[Photo object pointing records]

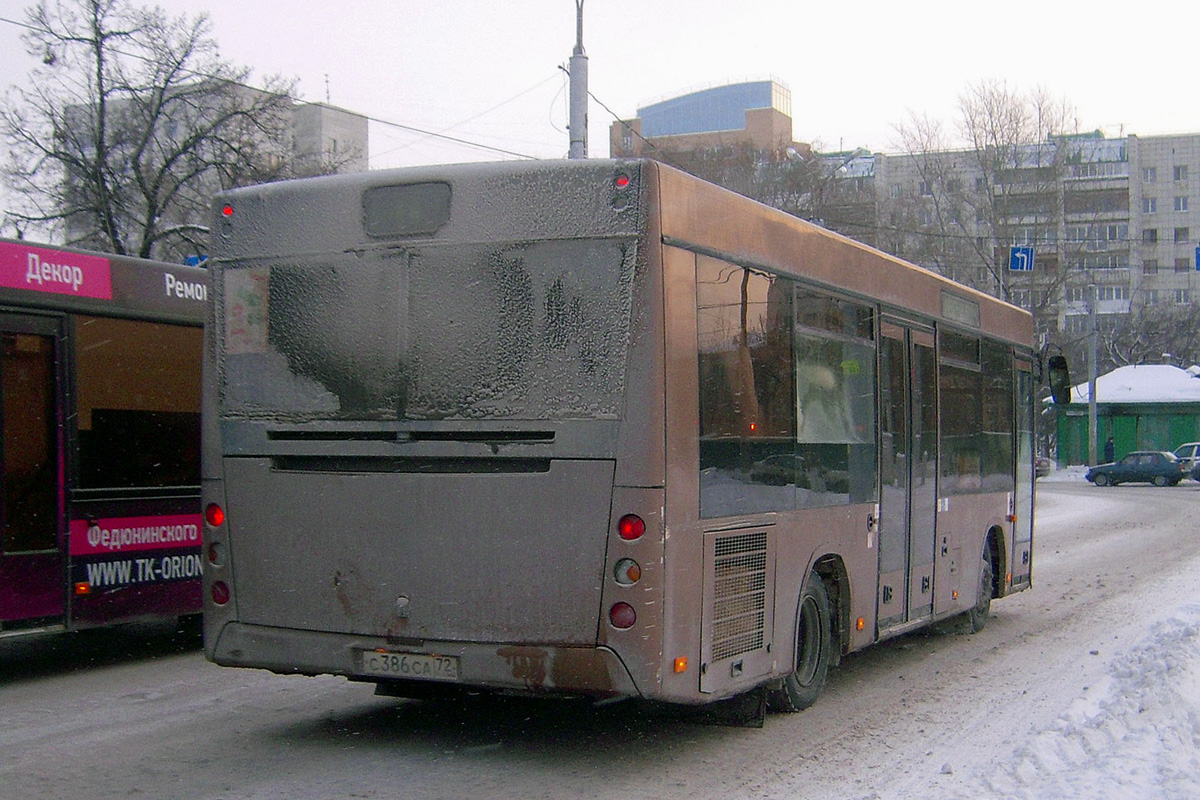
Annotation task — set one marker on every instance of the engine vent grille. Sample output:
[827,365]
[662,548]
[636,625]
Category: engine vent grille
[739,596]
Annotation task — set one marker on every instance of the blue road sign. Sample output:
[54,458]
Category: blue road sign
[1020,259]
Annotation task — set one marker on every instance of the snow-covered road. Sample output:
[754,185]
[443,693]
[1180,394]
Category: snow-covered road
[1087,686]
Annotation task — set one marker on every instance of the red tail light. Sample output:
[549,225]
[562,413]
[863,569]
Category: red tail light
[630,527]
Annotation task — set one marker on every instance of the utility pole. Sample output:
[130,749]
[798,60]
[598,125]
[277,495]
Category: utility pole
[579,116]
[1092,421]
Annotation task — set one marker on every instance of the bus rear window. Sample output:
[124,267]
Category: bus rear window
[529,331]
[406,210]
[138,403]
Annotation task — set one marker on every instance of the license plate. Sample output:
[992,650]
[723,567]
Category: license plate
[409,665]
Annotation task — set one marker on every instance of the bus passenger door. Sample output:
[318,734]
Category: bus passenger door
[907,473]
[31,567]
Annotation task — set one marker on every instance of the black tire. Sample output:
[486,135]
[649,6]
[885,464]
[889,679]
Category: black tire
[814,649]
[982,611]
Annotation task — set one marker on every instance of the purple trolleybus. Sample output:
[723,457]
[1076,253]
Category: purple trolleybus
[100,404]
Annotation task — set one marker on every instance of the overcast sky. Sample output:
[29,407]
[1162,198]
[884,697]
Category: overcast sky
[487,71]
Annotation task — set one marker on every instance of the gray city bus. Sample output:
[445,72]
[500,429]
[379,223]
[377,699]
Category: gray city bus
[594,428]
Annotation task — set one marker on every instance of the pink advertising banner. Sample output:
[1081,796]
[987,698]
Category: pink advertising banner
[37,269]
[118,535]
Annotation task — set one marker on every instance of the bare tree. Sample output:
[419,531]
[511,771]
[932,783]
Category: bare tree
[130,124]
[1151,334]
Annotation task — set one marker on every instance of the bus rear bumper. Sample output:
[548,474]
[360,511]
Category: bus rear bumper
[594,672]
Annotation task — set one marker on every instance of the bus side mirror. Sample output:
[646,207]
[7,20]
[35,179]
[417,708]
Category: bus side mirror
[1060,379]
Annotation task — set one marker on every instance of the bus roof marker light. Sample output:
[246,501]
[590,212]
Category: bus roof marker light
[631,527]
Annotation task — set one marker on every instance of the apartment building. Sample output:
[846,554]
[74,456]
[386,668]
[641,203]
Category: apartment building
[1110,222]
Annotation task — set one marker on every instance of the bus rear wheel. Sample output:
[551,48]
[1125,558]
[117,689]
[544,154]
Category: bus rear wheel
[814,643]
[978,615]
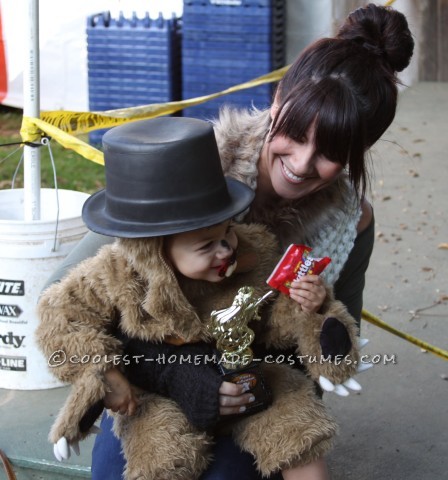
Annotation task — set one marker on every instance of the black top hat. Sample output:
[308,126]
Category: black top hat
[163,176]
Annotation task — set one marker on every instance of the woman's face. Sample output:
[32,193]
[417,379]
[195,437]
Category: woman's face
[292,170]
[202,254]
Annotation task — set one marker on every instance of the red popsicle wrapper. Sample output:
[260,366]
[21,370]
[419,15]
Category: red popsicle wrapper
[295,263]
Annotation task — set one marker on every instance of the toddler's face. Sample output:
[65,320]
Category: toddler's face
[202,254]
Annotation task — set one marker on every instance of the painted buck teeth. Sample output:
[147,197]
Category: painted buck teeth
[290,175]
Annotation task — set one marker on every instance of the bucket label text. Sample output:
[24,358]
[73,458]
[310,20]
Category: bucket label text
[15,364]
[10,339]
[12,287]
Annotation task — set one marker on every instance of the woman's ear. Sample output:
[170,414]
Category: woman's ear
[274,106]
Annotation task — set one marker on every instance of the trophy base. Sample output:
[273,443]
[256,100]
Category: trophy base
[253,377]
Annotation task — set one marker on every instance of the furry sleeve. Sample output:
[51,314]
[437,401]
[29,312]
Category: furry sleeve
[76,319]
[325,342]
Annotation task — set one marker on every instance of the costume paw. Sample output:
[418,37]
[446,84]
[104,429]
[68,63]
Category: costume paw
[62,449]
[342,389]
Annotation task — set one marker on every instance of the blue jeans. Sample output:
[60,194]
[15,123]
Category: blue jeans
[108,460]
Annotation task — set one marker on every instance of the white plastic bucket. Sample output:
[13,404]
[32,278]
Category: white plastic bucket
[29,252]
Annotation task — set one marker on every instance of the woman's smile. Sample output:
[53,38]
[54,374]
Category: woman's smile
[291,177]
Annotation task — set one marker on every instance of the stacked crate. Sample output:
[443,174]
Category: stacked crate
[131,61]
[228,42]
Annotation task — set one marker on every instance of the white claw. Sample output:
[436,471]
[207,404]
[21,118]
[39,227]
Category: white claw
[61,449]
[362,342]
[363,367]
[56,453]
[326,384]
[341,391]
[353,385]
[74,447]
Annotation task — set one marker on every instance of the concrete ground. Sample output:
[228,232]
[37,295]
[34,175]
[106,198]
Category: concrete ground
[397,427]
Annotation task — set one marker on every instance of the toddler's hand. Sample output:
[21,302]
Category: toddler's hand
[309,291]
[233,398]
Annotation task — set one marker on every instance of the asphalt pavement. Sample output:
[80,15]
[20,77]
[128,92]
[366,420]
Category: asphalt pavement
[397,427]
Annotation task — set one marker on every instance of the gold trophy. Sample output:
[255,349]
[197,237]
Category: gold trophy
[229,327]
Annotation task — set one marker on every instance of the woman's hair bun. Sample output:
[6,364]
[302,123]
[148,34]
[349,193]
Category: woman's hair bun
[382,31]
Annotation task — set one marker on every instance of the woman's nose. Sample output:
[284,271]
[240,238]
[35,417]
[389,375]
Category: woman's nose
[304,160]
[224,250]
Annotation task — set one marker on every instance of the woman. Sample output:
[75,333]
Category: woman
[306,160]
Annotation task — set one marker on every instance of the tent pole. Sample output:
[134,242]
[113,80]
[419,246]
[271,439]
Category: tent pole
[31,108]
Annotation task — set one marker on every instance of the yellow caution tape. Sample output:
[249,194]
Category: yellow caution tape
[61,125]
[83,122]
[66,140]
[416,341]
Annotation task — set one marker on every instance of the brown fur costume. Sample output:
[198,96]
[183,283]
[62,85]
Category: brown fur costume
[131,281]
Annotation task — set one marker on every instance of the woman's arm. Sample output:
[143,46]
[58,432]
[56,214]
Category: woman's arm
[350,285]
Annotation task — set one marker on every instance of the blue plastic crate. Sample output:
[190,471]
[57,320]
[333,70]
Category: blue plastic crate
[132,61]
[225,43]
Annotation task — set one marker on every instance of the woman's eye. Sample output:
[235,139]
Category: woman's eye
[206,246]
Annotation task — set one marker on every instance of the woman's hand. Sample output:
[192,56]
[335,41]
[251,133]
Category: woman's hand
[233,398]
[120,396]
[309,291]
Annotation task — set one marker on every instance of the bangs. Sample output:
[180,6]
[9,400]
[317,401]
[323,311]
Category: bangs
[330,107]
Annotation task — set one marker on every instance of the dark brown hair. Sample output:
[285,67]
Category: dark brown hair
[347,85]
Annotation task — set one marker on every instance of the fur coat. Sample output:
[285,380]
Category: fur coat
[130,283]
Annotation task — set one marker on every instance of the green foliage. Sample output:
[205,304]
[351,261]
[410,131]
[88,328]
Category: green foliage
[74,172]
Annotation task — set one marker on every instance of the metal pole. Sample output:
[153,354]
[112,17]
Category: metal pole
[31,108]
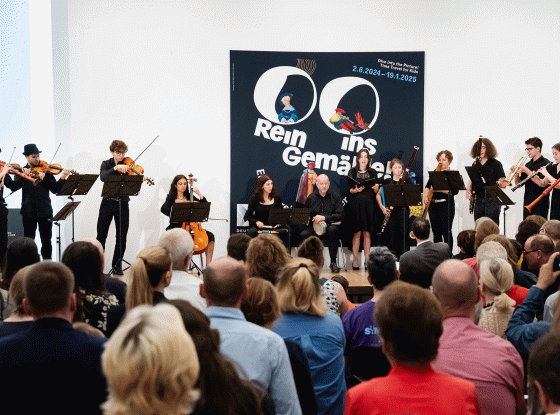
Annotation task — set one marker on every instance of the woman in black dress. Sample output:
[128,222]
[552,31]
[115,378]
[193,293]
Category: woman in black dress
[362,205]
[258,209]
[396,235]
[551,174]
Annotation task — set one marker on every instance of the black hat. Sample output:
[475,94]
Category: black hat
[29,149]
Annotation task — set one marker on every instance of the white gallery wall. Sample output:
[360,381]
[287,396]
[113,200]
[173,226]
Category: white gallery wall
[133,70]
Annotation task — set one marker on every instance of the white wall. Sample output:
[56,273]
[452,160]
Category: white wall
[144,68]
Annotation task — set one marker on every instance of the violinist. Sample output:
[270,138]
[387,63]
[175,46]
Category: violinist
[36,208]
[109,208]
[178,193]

* EXERCISE TASK
Rewrite the data, from the line containing "the white gallery" through the end of the data (both included), as a JSON list of strings with one string per line. Leave out blank lines.

* ANSWER
[
  "Annotation task — set one marker on every instance of the white gallery wall. Sample output:",
  "[360,381]",
  "[287,396]",
  "[113,200]",
  "[173,226]",
  "Category: white gallery wall",
  "[133,70]",
  "Annotation task — set one marker on every instance of the white wall. Sample output:",
  "[56,273]",
  "[452,160]",
  "Category: white wall",
  "[144,68]",
  "Annotation task — set one marker on every instance of the violinist. Sample output:",
  "[270,138]",
  "[387,63]",
  "[175,46]",
  "Category: violinist",
  "[36,208]",
  "[109,208]",
  "[178,193]"
]